-------- TEXT BLOCK --------
Have you ever wanted to walk in the footsteps of the acclaimed photographer Ansel Adams? Thanks to the work of Donald Olson, an astrophysicist at Texas State University, now you can.
Olson has made a name for himself in an esoteric subfield he calls “forensic astronomy,” which uses observations of the heavens and detective-style sleuthing to pinpoint precise locations, dates and times associated with famous works of art. Some of Olson’s greatest hits include his linkage of the blood-red sky in Edvard Munch’s The Scream with the 1883 eruption of Krakatoa, and his determination that Claude Monet’s Impression, Sunrise captured the rising sun as seen from a French harbor at 7:35 A.M. local time on November 13, 1872. For his latest feat, Olson has come up with an exact time and location that Ansel Adams snapped his famous photo of North America’s tallest mountain, Denali, and the nearby Wonder Lake in Denali National Park, just north of Anchorage, Alaska.
Photography scholars are often interested in the chronology of Adams’s work and the minute details of his images, because even though Adams kept meticulous records of his camera exposures and darkroom methods, he notoriously failed to precisely note where and when he captured his images. Such details may not mean much to many of us, but for serious fans, Olson says, “knowing the details of the place, the date and the time when Adams captured a photograph provides the opportunity for an imaginative experience. The science brings the modern reader closer to the moment of creation.”
The dating of “Denali and Wonder Lake” by various sources (including Adams himself) is historically split between 1947 and 1948, with no way to confirm which year is correct. Olson had previously dated two of Adams’s other works, “Autumn Moon” and “Moon and Half Dome,” but “Denali and Wonder Lake” contains no moon or other celestial reference points. So Olson and his student Ava Pope had to find another way to narrow down when the photo was taken.
They got their break when they found a passage written by Adams in 1983, describing an evening drive into the park with his son. Just before reaching the Wonder Lake ranger station, Adams jumped out of the car to photograph Denali surrounded by clouds and a waxing gibbous (nearly full) moon recently risen over the horizon. The resulting image became “Moon with Denali.” Adams went on to write that he and his son rose around midnight to take in the changing light of the predawn hours. As they watched the first rays of sunlight hit Denali’s lofty peak, Adams scrambled to a lookout point over Wonder Lake and set up his tripod. In the fleeting moments before the sunlight struck the valley floor and looming clouds rolled in, he captured “Denali and Wonder Lake.” Olson and Pope realized “Moon with Denali” was the key to their question, because it contained the reference point they so badly needed—the moon.
--------
TASK REQUIREMENTS - Quote the article on Ansel Adams and forensic astronomy word for word, starting with "Have you ever" and going on through "now you can.".
-------- RECORDED INFORMATION --------
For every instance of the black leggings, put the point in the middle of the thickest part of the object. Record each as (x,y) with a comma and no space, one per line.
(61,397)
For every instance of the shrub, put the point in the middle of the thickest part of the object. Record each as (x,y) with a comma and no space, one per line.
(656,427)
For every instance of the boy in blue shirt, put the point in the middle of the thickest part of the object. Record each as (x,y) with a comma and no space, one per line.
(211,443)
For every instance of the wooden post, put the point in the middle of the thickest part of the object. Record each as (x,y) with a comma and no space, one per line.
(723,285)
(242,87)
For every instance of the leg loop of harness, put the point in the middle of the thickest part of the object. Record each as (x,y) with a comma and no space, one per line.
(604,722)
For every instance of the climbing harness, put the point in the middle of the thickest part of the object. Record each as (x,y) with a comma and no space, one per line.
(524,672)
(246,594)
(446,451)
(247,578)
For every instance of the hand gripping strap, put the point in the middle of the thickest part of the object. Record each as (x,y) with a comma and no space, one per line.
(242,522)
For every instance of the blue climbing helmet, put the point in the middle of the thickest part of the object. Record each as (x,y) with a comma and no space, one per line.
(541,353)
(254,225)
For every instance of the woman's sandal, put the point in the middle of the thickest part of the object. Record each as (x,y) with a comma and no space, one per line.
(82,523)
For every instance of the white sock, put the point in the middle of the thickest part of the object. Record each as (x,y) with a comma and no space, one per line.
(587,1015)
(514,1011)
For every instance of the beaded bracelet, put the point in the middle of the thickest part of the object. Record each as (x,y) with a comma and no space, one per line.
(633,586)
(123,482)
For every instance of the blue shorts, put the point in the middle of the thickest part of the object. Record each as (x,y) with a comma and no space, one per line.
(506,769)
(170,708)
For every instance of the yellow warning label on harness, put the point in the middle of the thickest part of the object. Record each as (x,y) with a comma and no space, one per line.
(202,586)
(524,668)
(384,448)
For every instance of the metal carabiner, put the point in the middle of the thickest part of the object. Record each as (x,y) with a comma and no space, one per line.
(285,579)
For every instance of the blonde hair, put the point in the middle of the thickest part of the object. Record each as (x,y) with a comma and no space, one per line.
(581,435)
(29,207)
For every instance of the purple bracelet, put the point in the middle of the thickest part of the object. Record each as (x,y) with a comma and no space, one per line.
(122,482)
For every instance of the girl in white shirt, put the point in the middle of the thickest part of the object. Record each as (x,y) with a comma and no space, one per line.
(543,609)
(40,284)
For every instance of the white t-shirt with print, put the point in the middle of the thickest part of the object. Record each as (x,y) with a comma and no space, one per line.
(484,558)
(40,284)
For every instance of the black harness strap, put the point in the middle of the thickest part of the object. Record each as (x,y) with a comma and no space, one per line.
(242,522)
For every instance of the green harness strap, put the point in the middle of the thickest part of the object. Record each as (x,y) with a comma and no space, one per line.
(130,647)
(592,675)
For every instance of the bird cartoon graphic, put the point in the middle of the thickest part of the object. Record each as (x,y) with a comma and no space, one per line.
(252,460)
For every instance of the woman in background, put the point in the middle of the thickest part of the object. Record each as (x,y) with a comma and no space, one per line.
--------
ANSWER TO THIS EXERCISE -
Have you ever wanted to walk in the footsteps of the acclaimed photographer Ansel Adams? Thanks to the work of Donald Olson, an astrophysicist at Texas State University, now you can.